● **DOCUMENT**
━━━━━━━━━━━━━━━━━━━━━━━━━━━━━━

Additionally, the team uses the pre-run to make final adjustments and changes before the race. This was another area of detriment, as they knew coming in that the custom changes they made to the truck’s suspension needed some TLC from Fox Racing Shocks to get everything dialed in for the event. Chris was the Vehicle Dynamics Engineer on a little project you may have heard of built by Ford Performance known as the Raptor, and it’s evident that he knows a thing or two about suspension.
With the help of the Stinger team’s braintrust and some late nights plugging numbers away on the incredibly powerful computers at Ford Performance, they tailored the suspension on the Bomber to boost chassis performance. Some of the time before the race was set aside with Fox to target the suspension, but the setbacks put them behind the eight ball, and they were only able to get in a short night test in. Their unique setup was binding the suspension coils—as predicted by Chris—and eventually a Fox employee personally delivered the necessary spring ratio late Thursday night, just before the race began on Friday morning.
As the domino effect took hold on Stinger, they had to push back the fabrication of their new light bar brackets until Thursday morning. Final tech inspection is held later in the afternoon that day, and the lemons kept rolling their way. At the CNC booth, the brackets were cut and welded to the frame; on the way back to the pit area, the bar for the passenger side window net managed to slip through the porous floors, never to be seen again. As half of the team went looking for the elusive bar, a few of the guys remained at the trailer fabricating a new quick release bar. They ultimately went with the new one and rolled through the vendor village with time to spare to visit sponsors with the truck on their way to tech. Something finally went their way as the team passed tech with flying colors. They were even complimented on having the best snacks packed away; it is mandatory that snacks and water are carried in the vehicle at all times.
The day’s work was far from done. That night, a fly on the wall under the canopy at the Stinger Motorsport hauler would have certainly suffered an anxiety attack in addition to freezing to death as temperatures dropped below 30 degrees. Drew took a blue pen to the dry erase board and began to list off more than 17 tasks that needed to be completed before anyone could go to bed. As each item was checked off the list, Fox Racing showed up with the new springs and a tool to make the job easier for Andy Eustice and Dave to install. The springs were the ticket to better performance, but with zero time on the suspension entering the race, Chris says he would have loved more time to dial in the shock settings.
Friday morning came much too quickly and it hadn’t warmed up in the slightest bit. The team’s misfortune also meant they had to start at the back of the 111-vehicle pack because they didn’t get any qualifying done. Once the green light dropped, all the worries leading up to the race were forgotten. On the first lap alone, Chris powered his way through the field, passing other trucks with ease.
“This wasn’t a truck that would have qualified in the back of the pack,” Drew tells us. “It should be really quick through the technical parts of the track, but lose out a little on the high speed desert sections.”

━━━━━━━━━━━━━━━━━━━━━━━━━━━━━━

● **TASK DIRECTIONS**
Can you continue the account of the Stinger Motorsport team's race from the point where it stops?

━━━━━━━━━━━━━━━━━━━━━━━━━━━━━━

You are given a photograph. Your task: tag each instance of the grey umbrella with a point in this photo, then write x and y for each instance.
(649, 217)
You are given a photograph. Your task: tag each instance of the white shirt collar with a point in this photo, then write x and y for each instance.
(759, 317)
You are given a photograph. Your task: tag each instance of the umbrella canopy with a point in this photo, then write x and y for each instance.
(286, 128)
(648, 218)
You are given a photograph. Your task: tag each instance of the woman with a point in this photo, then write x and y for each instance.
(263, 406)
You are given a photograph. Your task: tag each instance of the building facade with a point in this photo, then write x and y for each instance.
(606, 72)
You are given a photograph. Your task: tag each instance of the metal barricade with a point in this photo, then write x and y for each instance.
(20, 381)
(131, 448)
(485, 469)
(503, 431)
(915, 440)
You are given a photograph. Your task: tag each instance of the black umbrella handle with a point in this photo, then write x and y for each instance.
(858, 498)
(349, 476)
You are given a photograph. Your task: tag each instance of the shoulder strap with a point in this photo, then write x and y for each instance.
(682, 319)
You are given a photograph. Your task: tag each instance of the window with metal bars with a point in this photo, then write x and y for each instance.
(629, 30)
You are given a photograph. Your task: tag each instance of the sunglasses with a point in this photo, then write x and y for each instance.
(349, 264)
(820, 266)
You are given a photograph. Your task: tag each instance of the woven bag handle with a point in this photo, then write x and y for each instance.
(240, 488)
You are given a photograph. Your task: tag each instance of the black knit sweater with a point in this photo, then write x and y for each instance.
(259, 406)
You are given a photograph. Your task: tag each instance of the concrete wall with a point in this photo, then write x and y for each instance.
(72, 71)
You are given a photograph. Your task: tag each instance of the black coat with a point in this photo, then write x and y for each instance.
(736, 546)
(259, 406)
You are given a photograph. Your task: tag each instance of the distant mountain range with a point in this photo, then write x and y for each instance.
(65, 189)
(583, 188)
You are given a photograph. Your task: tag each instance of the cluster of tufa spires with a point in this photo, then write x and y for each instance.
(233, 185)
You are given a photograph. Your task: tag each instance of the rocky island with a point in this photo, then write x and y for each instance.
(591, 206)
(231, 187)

━━━━━━━━━━━━━━━━━━━━━━━━━━━━━━

● **FINAL RESULT**
With a steady eye on the YB Races app used for tracking the individual GPS units on each truck, it felt like the Stinger team was passing a new truck every couple of updates from the feed. They had quickly worked their way into the top 70 before their lap one pit stop in Hammertown.
On lap two, the most bitter lemon any of them had ever tasted was about to fall onto the orange Ultra4 racer. Things got off to an impressive start as Chris piloted his way through Chocolate Thunder, one of the more infamous trails. There, the Stinger duo threw pie into the face of another competitor that took a bad line through the rocks. Chris charged ahead as Tad directed him to take a hard right and drive right past the other competitor as cheers erupted from the spectator hill adjacent to the course. As they approached the next obstacle—Jackhammer—a driver who was already on the third lap had caught up to them. Chris took a more challenging path through this section and the third lap driver squeaked past right before the checkpoint to receive their completion decal. It was here that the fate of the team was sealed.
The third lap driver was pointed onto a section that was reserved for the final lap and the checkpoint worker—in error—pointed Chris and Tad in the same direction. Remember that whole jazz about not getting a chance to pre-run? It became a factor for them as they followed the other team up the hill. This extended section of the circuit was not budgeted for in the second lap fuel reserves and the crew chief, Dave, was concerned about running low as they made their way toward the end of the lap. Some good news was relayed over the radio, however, as the Ultra4 staff conceded to their error and told the team they could skip the alternate section on their third lap. It wasn’t long after this that the GPS tracker stopped moving. Vehicle 313 was motionless a little more than two miles from the pits.
The team went into panic mode and everyone sprang into action to clean out a couple gallon jugs to fill with race fuel and shoved them into a backpack. Tad confirmed he would jump out of the truck and run all the way to pit row where he could legally accept the fuel to bring back. After what felt like an eternity, Tad emerged at the starting line and looked like death. He poured some high quality H2O over his head as Shaun told him the grim news: “You only have an hour and a half to start your final lap before getting disqualified.”
Tad shoved a bag of dangerously cheesy Cheetos into his mouth and began his jaunt back to the truck. By the time he reached Chris, it was dark outside and the temperatures were dropping fast. Far off in the distance, the Stinger team could finally make out a set of lights cresting over the hills. When they rolled through for a full fuel top-off, the look of determination on Paiva’s face could be seen through his visor. They were gonna make it, and nothing was going to stop these guys.
Stinger Motorsport became the 26th truck to complete the 2019 King of the Hammers. More than 80 vehicles couldn’t even finish what is considered the most brutal race in America. For this team of Michigan boys, it couldn’t have happened without the incredible will of everyone involved in the project. A preposterous number of hiccups snowballed into the formation of this tale, but it was resolved with a beautiful conclusion. We’ll see Stinger Motorsports next February—hopefully with less absurdity and more champagne and Cheetos!